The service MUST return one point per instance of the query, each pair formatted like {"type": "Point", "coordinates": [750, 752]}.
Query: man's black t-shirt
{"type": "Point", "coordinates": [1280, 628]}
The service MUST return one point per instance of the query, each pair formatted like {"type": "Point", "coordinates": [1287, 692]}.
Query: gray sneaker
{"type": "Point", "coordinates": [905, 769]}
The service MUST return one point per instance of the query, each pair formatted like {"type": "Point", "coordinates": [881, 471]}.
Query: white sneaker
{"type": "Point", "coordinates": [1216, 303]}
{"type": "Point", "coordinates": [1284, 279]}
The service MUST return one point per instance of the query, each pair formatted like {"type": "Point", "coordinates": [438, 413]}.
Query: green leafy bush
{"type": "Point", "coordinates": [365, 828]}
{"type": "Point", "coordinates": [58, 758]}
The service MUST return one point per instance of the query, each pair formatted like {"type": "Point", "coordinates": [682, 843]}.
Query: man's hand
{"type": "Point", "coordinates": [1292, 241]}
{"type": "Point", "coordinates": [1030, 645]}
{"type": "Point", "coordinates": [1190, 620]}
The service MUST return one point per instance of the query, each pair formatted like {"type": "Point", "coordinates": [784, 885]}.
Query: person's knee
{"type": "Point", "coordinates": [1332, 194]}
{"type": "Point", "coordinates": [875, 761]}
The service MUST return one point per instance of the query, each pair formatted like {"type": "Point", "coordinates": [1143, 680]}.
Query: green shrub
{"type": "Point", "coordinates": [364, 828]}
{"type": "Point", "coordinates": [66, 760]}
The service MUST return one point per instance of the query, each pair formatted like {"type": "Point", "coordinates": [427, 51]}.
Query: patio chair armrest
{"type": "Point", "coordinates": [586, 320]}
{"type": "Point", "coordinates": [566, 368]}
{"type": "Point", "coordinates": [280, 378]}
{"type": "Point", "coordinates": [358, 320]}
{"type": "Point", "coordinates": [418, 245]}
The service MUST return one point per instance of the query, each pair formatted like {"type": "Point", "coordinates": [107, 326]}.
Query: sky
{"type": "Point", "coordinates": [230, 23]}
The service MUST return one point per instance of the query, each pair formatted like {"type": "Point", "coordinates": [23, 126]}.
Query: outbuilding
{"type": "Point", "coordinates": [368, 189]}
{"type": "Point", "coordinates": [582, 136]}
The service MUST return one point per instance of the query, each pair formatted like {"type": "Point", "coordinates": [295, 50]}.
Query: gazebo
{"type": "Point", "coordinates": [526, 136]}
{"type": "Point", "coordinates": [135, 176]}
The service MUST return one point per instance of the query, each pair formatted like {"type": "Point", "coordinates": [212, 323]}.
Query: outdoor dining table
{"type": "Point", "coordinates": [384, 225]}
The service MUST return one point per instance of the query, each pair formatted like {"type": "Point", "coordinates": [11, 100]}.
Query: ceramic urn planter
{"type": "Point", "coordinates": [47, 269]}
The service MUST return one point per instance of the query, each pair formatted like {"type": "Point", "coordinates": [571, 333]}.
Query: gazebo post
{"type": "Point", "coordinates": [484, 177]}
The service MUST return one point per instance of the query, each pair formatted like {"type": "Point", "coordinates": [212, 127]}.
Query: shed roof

TASK OBJECTIVE: Print back all the lines verbatim.

RESPONSE:
The service MUST return one point per instance of the query, each pair formatted like {"type": "Point", "coordinates": [750, 752]}.
Query: man's black t-shirt
{"type": "Point", "coordinates": [1280, 628]}
The service MUST return one point per instance of the query, each pair formatted like {"type": "Point", "coordinates": [1287, 692]}.
Query: gray sneaker
{"type": "Point", "coordinates": [905, 769]}
The service MUST return one point per instance of the query, each pair formatted like {"type": "Point", "coordinates": [881, 471]}.
Query: white sneaker
{"type": "Point", "coordinates": [1216, 303]}
{"type": "Point", "coordinates": [1284, 279]}
The service MUST return one point per instance of the query, each pair formatted like {"type": "Point", "coordinates": [438, 413]}.
Query: green leafy bush
{"type": "Point", "coordinates": [365, 828]}
{"type": "Point", "coordinates": [58, 758]}
The service MUST return one point per instance of the query, each pair formatted like {"type": "Point", "coordinates": [682, 843]}.
Query: man's hand
{"type": "Point", "coordinates": [1292, 241]}
{"type": "Point", "coordinates": [1030, 645]}
{"type": "Point", "coordinates": [1190, 620]}
The service MUST return one point per instance of the query, each pair formatted like {"type": "Point", "coordinates": [784, 885]}.
Query: person's knee
{"type": "Point", "coordinates": [1332, 194]}
{"type": "Point", "coordinates": [875, 761]}
The service MUST return one point per instance of the query, each pair formatted like {"type": "Point", "coordinates": [1143, 680]}.
Query: green shrub
{"type": "Point", "coordinates": [364, 828]}
{"type": "Point", "coordinates": [66, 760]}
The service MUST return one point per instance of the query, each pair formatted like {"type": "Point", "coordinates": [427, 51]}.
Query: patio chair armrest
{"type": "Point", "coordinates": [586, 320]}
{"type": "Point", "coordinates": [566, 368]}
{"type": "Point", "coordinates": [280, 378]}
{"type": "Point", "coordinates": [358, 320]}
{"type": "Point", "coordinates": [418, 245]}
The service MUST return one point per instance of the query, each pair formatted like {"type": "Point", "coordinates": [107, 326]}.
Query: sky
{"type": "Point", "coordinates": [230, 23]}
The service MUST return one point per instance of the query, each pair formatted like {"type": "Point", "coordinates": [23, 126]}.
Query: outbuilding
{"type": "Point", "coordinates": [368, 189]}
{"type": "Point", "coordinates": [582, 136]}
The service MUST return one point per instance of the query, each pair formatted like {"type": "Point", "coordinates": [295, 50]}.
Query: gazebo
{"type": "Point", "coordinates": [526, 136]}
{"type": "Point", "coordinates": [135, 176]}
The service MUST return one point per instance of the query, each pair formatted like {"type": "Point", "coordinates": [212, 323]}.
Query: outdoor dining table
{"type": "Point", "coordinates": [384, 225]}
The service MUST return one point per instance of the query, each pair formatted like {"type": "Point", "coordinates": [11, 100]}.
Query: ceramic urn planter
{"type": "Point", "coordinates": [47, 269]}
The service MUST return one point per instance of the query, each pair formatted like {"type": "Point", "coordinates": [571, 333]}.
Query: gazebo post
{"type": "Point", "coordinates": [484, 177]}
The service MUST return one point per instance of the query, each pair formatted like {"type": "Point", "coordinates": [212, 127]}.
Query: shed roof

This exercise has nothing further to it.